**抜粋**.
____________
まだ未入籍だった二人は、友人に借金をしたり、母子手当や児童手当に頼りながらやりくりをします。その間もパチンコに通い、勝つと生活費に充てる生活を半年間続け、やっと建設現場の仕事を紹介してもらえます。そんな中、次男の龍煌(りゅあ)くんが誕生するのです。
同居が発覚し母子手当が停止される
喧嘩が絶えなかったが生活は出来ていたころ、三男、四男の双子を授かり、小松は新聞配達のアルバイトを始めます。早朝の仕事、昼の仕事と奮闘し月収は30万円になったそうです。この頃は「何とかやっていける」と希望がさしていたようです。そして双子の誕生後も福島第一原発で働くなど真面目に勤務していました。
しかしこの頃恵さんとの同居が発覚し母子手当がなくなってしまいます。そもそも母子手当はひとり親を助ける制度です。ここでも嘘をついて騙し取っていたことになります。子供たちがこの事実を知ったらどのように思うかと呆れるばかりです。
免許を取り直し運送会社で働く
その後小松は免許を取り直し中古車を購入し、ひたちなか市の運送会社に就職するのです。勤務して半年経った頃、所長から「大型と牽引の免許を取り、トレーラーに乗ってみないか」と打診されたのです。すぐに快諾したのですが、免許を取るには経験年数が足りない事に気付きます。
しかし昔から言い辛い事を言えず、現実から逃げてしまう性格がここでもたたります。正直に謝り、事情を説明すれば良かったものの小松は所長からの連絡に答えなくなってしまいます。結局所長から妻に連絡が入り、退職する事になるのです。
Contents
小松博文はなぜ子供まで殺害したのか
なぜ小松博文は幼い子供たちまで殺害したのでしょうか。情状酌量を狙っての発言なのか、子供を大切に思う本心なのか。それでも未来ある子供たちを犠牲にした事実は小松の身勝手さが伺えます。そんな子供たちを巻き添えにした理由とは?便箋87枚にも及ぶ小松の手記をもとに解説します。
小松博文は「子供だけ残ったらかわいそう」と供述
小松博文は子供にまで殺害したことについて「自分も死ぬつもりだった。親がいなくなり、この世界に子供だけ残ったらかわいそうだと思った。」という趣旨の供述をしています。随分身勝手な言い分だが、母親がいなくなった子供の将来を悲観し、子供の命まで奪ってしまったのです。
小松博文は家族を誰にも取られたくない一心で犯行に及んだか
小松にとってはあのアパートに妻と子供たちの全てであった。恵さんとの関係が破綻する事によって家族との繋がりがなくなってしまう。幸せな生活がなくなる恐れ、自分の大切な人が奪われてしまう悲しみ、天涯孤独になってしまう怖さが小松を救いようもない狂気を駆り立てたのだろう。
____________
**データ**.

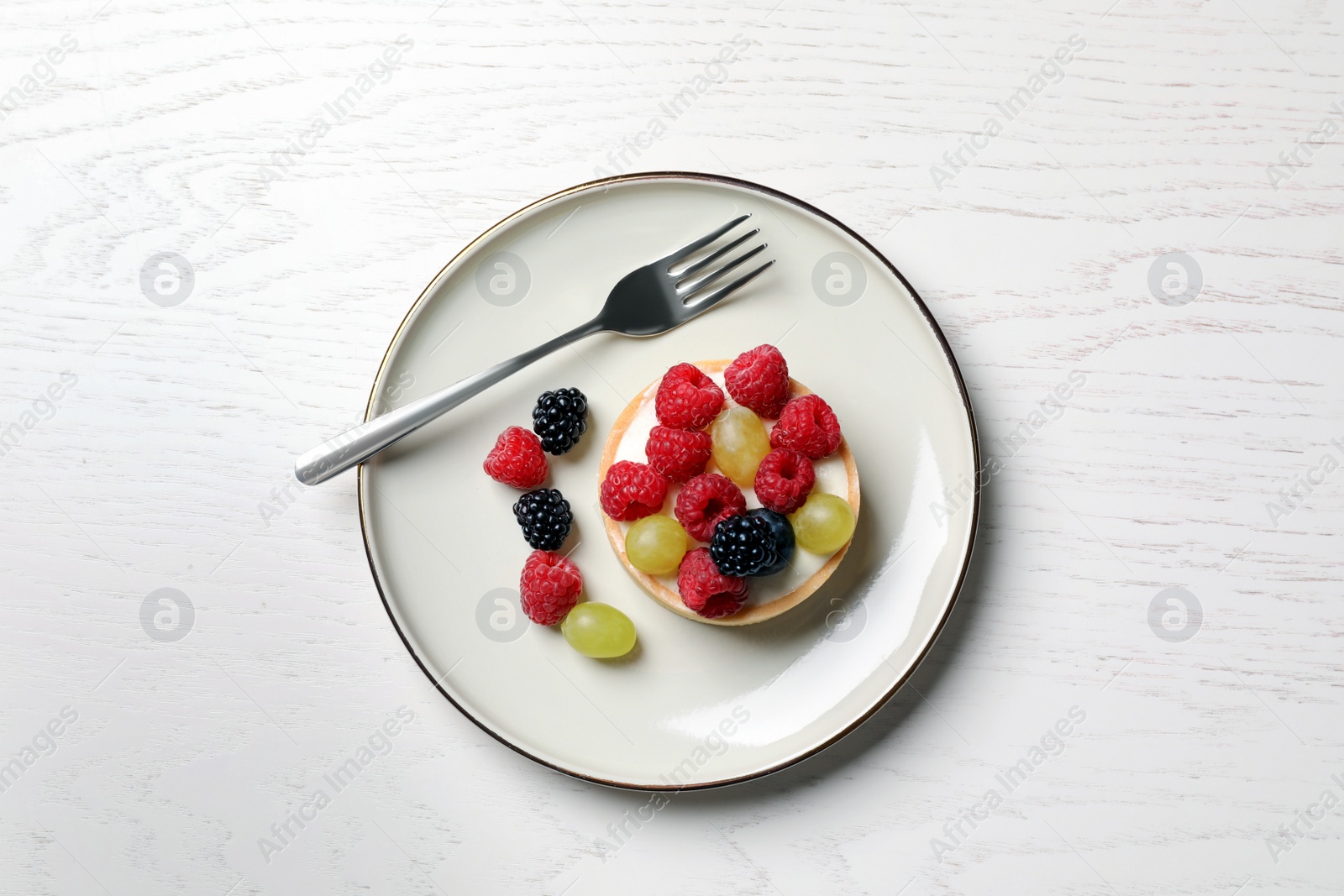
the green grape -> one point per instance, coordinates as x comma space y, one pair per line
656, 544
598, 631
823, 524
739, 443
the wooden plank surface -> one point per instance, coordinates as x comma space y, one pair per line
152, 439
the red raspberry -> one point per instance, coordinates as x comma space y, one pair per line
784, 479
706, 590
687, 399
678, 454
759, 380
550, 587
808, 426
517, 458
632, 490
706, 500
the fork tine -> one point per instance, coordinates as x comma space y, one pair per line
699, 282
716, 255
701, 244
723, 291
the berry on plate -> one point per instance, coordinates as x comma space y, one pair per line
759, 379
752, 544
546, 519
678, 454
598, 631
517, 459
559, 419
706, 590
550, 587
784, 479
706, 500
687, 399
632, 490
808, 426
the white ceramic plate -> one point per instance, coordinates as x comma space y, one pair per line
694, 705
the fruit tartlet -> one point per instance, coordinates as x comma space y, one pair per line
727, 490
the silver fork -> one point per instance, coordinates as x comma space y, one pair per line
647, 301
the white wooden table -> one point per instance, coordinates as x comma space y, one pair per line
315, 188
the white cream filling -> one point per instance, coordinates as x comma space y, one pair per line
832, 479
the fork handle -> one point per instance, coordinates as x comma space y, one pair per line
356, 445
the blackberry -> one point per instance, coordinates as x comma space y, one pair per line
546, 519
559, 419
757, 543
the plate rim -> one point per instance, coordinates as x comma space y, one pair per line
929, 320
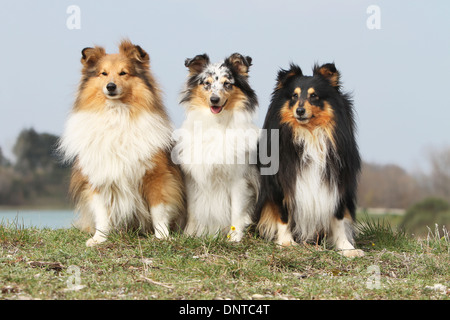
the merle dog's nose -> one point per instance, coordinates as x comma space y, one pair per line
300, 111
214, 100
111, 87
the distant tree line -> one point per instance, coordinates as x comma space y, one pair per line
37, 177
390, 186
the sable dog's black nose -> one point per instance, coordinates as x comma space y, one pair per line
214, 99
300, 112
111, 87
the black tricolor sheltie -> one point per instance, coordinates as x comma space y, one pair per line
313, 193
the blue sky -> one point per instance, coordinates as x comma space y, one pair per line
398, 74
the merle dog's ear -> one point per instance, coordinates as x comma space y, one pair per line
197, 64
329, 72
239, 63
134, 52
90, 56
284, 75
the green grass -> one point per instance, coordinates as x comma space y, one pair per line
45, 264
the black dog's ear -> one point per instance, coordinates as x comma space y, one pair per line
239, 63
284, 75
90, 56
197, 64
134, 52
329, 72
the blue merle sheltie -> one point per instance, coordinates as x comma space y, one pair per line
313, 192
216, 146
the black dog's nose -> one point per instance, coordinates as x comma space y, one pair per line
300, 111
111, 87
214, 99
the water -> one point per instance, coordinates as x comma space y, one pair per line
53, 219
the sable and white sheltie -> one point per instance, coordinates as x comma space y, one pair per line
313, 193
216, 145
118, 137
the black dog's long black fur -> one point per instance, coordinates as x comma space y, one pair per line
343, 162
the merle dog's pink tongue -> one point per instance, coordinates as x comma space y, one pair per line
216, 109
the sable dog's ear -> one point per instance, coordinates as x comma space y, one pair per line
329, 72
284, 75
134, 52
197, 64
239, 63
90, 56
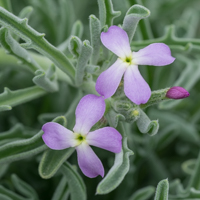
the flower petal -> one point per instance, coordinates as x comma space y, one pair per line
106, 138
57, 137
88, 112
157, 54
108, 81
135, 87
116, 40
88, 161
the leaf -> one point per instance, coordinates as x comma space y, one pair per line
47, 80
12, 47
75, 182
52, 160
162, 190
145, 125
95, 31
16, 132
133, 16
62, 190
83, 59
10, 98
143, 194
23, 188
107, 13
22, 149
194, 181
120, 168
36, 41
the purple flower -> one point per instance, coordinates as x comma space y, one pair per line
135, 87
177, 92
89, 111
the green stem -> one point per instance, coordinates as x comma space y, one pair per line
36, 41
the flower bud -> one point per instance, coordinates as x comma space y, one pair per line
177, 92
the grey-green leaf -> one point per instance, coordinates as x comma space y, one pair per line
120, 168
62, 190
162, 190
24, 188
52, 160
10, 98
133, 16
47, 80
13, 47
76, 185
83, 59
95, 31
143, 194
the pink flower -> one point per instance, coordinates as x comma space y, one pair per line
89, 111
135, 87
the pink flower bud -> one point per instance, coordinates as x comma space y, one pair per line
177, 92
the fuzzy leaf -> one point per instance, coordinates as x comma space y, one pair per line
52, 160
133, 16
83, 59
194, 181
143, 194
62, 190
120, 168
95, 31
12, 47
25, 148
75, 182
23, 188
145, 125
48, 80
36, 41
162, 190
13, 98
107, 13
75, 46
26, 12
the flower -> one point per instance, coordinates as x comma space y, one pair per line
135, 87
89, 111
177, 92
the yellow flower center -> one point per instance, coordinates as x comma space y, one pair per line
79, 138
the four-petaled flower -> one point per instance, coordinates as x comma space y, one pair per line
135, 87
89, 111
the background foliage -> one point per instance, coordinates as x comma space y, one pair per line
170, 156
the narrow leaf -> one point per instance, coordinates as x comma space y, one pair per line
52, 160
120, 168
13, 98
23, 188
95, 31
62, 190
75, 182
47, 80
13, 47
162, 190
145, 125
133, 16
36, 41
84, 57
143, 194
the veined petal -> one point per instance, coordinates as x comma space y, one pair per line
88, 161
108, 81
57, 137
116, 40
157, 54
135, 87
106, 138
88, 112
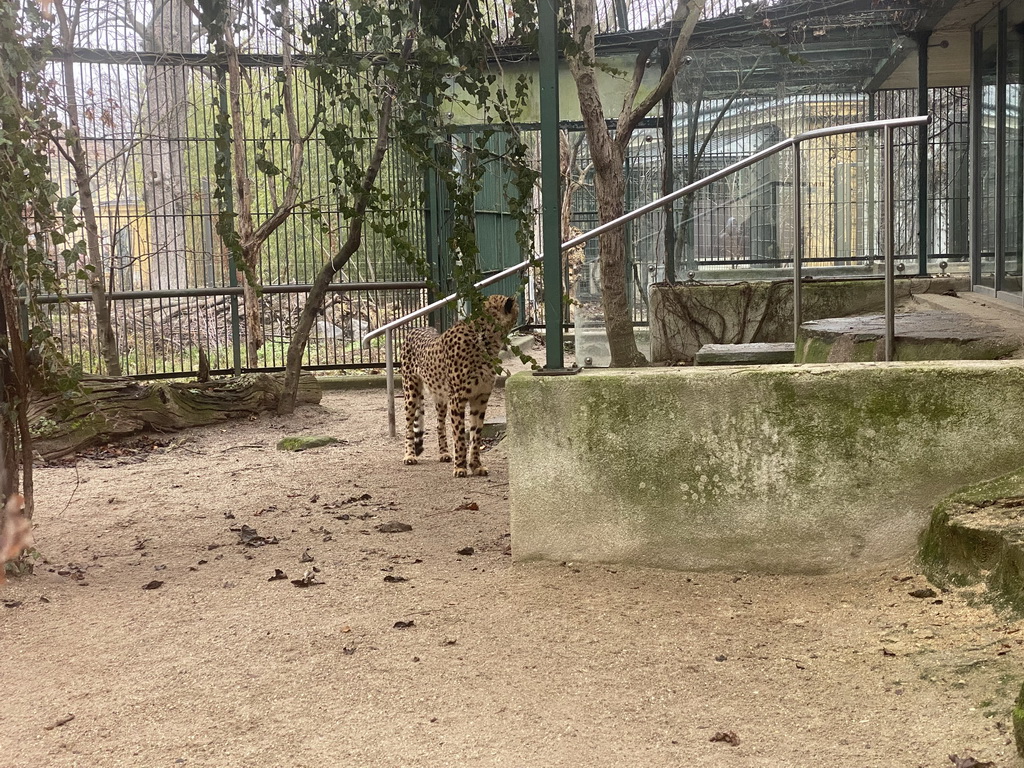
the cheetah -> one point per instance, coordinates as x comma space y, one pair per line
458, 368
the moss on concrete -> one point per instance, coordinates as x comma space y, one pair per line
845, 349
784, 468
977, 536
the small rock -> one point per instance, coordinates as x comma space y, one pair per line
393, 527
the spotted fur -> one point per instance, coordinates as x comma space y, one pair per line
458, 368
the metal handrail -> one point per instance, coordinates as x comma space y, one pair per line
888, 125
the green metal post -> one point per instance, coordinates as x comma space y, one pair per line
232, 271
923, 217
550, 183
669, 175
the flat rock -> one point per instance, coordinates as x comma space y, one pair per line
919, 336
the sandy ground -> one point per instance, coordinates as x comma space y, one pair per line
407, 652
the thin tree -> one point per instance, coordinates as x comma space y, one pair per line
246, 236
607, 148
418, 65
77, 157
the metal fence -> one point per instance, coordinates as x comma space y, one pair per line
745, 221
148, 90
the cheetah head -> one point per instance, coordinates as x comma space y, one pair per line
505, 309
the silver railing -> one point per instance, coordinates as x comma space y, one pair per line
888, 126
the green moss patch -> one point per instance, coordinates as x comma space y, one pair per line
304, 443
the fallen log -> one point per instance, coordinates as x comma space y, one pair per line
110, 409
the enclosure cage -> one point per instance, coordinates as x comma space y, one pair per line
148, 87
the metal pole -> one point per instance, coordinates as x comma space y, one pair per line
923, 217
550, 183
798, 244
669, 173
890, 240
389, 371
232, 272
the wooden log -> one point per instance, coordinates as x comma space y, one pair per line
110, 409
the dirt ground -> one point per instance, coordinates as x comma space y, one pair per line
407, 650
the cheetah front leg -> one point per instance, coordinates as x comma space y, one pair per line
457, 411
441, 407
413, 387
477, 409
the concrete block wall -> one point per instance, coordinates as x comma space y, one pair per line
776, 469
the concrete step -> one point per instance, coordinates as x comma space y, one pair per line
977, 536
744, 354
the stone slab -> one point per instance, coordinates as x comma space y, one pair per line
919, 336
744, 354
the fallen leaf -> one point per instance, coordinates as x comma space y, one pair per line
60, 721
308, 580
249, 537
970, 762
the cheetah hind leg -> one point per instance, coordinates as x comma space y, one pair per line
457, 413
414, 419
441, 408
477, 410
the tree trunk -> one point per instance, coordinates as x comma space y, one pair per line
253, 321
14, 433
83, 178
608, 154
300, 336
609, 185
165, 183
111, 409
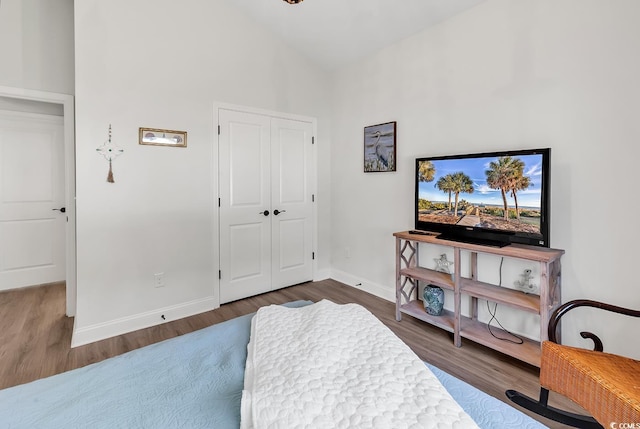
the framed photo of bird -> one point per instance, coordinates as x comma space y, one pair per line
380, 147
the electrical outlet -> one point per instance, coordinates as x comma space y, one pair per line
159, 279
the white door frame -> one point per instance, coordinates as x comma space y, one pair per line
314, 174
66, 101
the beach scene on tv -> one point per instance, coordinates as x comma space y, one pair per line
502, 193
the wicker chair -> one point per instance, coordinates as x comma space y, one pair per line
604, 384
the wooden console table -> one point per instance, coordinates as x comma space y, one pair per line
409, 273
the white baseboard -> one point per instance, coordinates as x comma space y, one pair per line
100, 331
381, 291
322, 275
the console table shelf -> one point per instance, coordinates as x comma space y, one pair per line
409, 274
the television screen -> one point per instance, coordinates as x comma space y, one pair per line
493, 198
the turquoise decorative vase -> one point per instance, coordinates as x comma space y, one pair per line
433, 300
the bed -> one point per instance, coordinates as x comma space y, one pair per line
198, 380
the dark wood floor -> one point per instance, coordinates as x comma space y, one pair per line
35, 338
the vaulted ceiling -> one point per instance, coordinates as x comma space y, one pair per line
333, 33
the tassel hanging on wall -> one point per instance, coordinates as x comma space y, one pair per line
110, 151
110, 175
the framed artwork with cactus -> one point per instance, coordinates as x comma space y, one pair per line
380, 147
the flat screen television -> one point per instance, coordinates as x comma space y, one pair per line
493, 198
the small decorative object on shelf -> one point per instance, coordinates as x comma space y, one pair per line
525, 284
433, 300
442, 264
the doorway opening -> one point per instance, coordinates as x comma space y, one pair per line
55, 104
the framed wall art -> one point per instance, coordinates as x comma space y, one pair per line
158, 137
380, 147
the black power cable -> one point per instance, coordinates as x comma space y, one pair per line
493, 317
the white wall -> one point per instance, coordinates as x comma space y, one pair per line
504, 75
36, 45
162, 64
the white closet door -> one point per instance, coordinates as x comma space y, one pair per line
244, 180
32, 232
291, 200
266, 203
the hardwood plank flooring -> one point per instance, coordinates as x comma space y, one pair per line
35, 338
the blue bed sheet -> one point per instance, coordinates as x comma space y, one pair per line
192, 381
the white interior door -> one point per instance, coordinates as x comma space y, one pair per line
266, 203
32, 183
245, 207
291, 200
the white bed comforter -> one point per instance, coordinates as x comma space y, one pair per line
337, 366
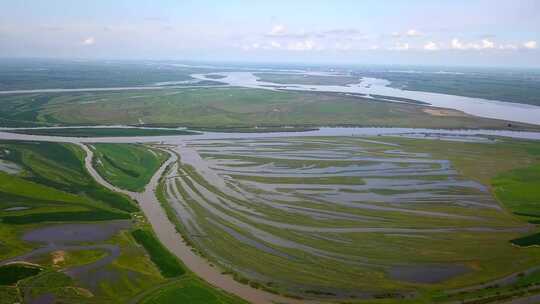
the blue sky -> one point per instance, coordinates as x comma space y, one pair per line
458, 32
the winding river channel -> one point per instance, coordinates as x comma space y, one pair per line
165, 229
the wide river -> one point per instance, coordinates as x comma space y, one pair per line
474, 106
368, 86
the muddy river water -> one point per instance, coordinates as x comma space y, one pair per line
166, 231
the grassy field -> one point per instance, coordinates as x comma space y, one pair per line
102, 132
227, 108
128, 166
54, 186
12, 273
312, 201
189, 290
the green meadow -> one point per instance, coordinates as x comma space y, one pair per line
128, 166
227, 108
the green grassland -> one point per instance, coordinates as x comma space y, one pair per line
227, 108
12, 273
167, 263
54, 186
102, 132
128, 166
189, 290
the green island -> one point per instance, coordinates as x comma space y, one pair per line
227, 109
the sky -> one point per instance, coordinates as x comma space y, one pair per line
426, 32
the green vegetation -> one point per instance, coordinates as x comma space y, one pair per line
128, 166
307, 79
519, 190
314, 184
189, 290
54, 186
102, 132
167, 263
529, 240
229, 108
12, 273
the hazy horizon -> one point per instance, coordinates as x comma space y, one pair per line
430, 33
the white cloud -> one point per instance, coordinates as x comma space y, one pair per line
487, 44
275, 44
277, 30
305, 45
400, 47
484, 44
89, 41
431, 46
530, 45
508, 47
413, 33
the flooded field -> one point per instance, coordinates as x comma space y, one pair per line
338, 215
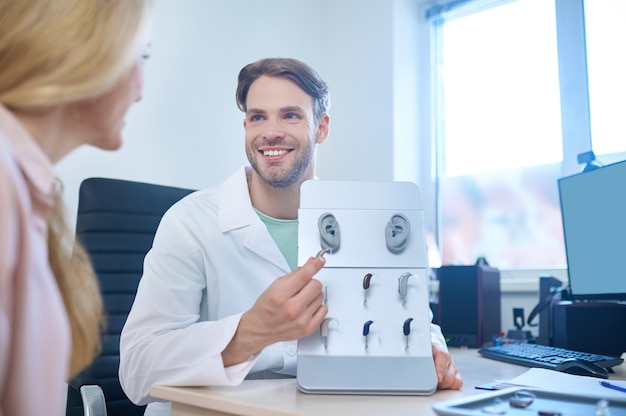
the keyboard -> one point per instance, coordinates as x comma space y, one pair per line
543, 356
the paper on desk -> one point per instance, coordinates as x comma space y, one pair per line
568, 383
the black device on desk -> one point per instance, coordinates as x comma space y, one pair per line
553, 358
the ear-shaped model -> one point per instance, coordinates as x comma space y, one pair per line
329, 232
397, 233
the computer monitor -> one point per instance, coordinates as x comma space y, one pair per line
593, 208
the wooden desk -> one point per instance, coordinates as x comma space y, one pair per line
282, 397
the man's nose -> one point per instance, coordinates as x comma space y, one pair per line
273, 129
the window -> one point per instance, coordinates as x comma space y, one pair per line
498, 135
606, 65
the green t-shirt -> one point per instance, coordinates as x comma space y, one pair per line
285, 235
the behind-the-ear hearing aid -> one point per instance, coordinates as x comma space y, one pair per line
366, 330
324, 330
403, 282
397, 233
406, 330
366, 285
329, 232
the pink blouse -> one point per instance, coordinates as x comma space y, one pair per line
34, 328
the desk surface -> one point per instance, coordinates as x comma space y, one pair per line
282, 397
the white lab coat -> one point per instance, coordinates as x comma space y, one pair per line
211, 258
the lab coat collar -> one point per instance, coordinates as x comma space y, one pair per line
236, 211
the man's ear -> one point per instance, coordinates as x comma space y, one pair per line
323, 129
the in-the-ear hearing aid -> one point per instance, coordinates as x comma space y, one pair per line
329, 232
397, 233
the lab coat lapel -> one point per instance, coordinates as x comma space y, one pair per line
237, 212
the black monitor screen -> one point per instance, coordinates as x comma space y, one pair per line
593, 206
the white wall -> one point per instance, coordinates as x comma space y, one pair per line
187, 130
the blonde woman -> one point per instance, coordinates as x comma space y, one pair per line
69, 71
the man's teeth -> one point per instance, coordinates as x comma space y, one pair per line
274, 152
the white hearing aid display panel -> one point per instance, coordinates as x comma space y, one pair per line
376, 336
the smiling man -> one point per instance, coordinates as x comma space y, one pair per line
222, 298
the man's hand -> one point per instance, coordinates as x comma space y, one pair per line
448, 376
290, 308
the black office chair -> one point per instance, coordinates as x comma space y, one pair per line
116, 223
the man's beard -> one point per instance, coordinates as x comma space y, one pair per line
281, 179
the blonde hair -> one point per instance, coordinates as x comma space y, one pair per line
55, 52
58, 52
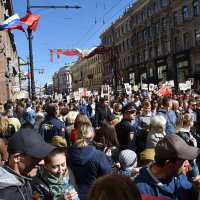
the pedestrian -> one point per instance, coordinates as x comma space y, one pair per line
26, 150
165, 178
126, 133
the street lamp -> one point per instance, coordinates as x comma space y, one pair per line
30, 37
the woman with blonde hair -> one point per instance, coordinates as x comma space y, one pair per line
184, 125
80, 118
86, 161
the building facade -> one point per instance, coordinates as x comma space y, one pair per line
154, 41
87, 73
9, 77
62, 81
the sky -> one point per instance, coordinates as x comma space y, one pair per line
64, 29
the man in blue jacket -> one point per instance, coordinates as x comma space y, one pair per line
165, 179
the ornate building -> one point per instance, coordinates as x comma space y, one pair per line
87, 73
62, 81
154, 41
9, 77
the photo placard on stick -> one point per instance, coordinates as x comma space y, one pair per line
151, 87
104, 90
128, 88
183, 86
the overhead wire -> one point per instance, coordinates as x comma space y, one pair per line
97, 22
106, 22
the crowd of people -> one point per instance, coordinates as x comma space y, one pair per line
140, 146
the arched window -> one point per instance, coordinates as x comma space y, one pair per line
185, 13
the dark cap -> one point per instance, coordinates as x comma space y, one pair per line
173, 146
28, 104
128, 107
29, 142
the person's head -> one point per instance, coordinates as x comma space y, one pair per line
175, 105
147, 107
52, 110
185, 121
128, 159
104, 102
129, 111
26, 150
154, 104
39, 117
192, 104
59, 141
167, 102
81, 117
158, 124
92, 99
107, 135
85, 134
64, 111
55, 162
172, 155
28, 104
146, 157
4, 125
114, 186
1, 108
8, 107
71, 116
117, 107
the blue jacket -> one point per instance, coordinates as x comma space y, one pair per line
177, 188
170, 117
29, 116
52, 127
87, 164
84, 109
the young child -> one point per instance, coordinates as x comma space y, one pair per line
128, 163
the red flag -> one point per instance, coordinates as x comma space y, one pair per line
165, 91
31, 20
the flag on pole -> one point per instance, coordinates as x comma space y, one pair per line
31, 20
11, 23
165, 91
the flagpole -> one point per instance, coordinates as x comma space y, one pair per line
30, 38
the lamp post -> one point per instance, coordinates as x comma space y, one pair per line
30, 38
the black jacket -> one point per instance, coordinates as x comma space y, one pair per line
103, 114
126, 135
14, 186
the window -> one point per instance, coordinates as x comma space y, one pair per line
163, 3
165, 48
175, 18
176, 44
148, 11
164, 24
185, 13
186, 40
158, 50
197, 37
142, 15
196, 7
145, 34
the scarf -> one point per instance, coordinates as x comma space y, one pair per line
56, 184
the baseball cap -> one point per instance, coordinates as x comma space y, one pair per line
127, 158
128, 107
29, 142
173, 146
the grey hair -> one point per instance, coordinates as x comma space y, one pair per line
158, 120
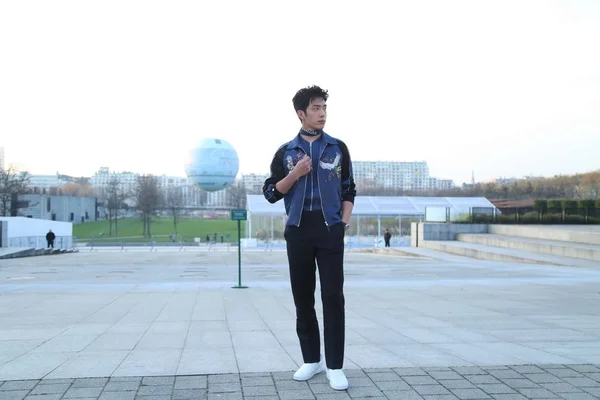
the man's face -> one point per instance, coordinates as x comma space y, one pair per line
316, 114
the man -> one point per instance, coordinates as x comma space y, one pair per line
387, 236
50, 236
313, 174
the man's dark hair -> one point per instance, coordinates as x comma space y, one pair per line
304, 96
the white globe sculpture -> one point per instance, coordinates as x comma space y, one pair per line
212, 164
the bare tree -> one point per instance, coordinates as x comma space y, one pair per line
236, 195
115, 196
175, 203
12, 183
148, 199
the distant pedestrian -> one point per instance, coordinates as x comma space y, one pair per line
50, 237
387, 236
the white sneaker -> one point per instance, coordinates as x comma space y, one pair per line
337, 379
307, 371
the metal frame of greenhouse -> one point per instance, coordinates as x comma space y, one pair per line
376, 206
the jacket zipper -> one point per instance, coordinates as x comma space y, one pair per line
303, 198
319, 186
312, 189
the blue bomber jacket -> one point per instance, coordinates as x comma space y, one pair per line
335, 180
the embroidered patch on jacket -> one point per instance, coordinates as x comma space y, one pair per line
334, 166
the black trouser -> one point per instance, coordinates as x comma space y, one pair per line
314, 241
____________
**課題**.
1. 抜粋のうち、「しかしこの頃恵さんとの同居が」で始まり「数が足りない事に気付きます。」まで続く部分を、一字も変えずに書き写してください。
2. 抜粋では、早朝の仕事と昼の仕事に奮闘した小松の月収はいくらになったとされているか。
このデータは使わなくてかまわない。

**解答**.
1.
しかしこの頃恵さんとの同居が発覚し母子手当がなくなってしまいます。そもそも母子手当はひとり親を助ける制度です。ここでも嘘をついて騙し取っていたことになります。子供たちがこの事実を知ったらどのように思うかと呆れるばかりです。
免許を取り直し運送会社で働く
その後小松は免許を取り直し中古車を購入し、ひたちなか市の運送会社に就職するのです。勤務して半年経った頃、所長から「大型と牽引の免許を取り、トレーラーに乗ってみないか」と打診されたのです。すぐに快諾したのですが、免許を取るには経験年数が足りない事に気付きます。

2. 30万円